--- GIVEN TEXT ---

How Being Human is going to differentiate itself from the depictions that other films and television series have given vampires, werewolves and ghosts:
SH: I know the vampires on our show are very different than any other vampire you’ve ever seen. I think all the characters are kind of more or less — he’s a vampire, but it’s tweak because I think the theory is they’ve evolved a little bit. They’ve been around for a really long time.
SW: Also, we’re stripping away any kind of glamorous veneer from the vampire thing. It’s very bottom-feeder, uncomfortable, junky stuff… In the case of Aidan, my character, he was a very morally upright person who was corrupted by what he became because of what the Bishop character did to him, turning him into a vampire 200-odd years back, and then lived a life of — sort of in a drug haze, completely becoming kind of, for all intents and purposes, a sociopath and still maintaining a piece of his conscious inside. And then eventually that grew into something that he had to deal with, and then for the past two years, he’s been trying to stay clean, which is very difficult. And the fun about the character, I think, is he’s rediscovering his humanity.

--- RAW DATA ---

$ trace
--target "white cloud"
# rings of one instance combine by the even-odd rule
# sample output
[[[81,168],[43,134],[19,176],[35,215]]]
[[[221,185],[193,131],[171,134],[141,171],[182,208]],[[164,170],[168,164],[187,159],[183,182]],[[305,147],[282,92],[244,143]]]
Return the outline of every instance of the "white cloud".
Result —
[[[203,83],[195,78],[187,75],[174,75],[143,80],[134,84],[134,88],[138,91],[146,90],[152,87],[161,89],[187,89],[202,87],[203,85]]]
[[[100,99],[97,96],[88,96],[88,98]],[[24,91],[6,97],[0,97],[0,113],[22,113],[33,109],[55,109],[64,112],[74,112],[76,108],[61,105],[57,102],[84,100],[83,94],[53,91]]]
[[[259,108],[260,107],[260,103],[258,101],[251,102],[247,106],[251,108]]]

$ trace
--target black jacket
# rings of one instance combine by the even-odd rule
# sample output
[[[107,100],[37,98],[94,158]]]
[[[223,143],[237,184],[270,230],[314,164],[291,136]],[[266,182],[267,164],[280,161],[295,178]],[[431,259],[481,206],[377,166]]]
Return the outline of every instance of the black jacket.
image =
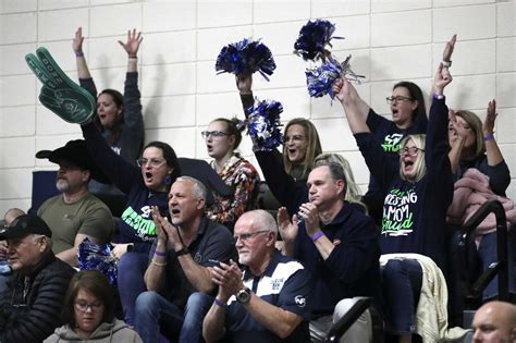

---

EXERCISE SET
A) List every kind of supernatural creature named in the opening line of the Being Human interview.
B) Summarize the Being Human interview in two sentences.
C) Write the next part of the Being Human interview, picking up after its final sentence.

RESULTS FOR THE EXERCISE
A) vampires, werewolves, ghosts

B) The interview explains how Being Human will set its vampires, werewolves and ghosts apart from other films and series, and one speaker says the show's vampires are unlike any seen before because they have evolved over a very long time. Another speaker describes stripping away the glamour of vampires and traces Aidan, a morally upright man turned into a vampire by the Bishop 200-odd years back, who has spent the past two years trying to stay clean and is rediscovering his humanity.

C)
So, you know, he’s 257 years old, so you imagine he’s seen everything, so what would a character like that be? Well, he’d be very internal, and he wouldn’t be very impressed with anything. And he wouldn’t really have — his emotions, they’d be hard to sort of get them bubbling to the surface. But the fun about it is if — if you were in kind of a drug haze for a long formative period of your life and you came out of it, the world would seem like a very, very scary place, and you would have emotional reactions in the most unexpected circumstances. So that’s the fun we have with this character is that while he is this — you know, he’s wizened and he’s seen all this stuff, at the same time, he will sometimes have panic attacks based on what he sees somewhere, or he will freak out about something because his emotions have been suppressed for, like, 200 years, and he hasn’t really been dealing with life in any kind of human way until just recently. So you have this guy who is very, very off balance. And I think in that way, we provide a character that’s kind of accessible, you know.
SH: (jokingly) And that was off the cuff. He hasn’t thought about this at all… [in terms of the werewolf], I don’t think you’ve ever seen a werewolf like this before.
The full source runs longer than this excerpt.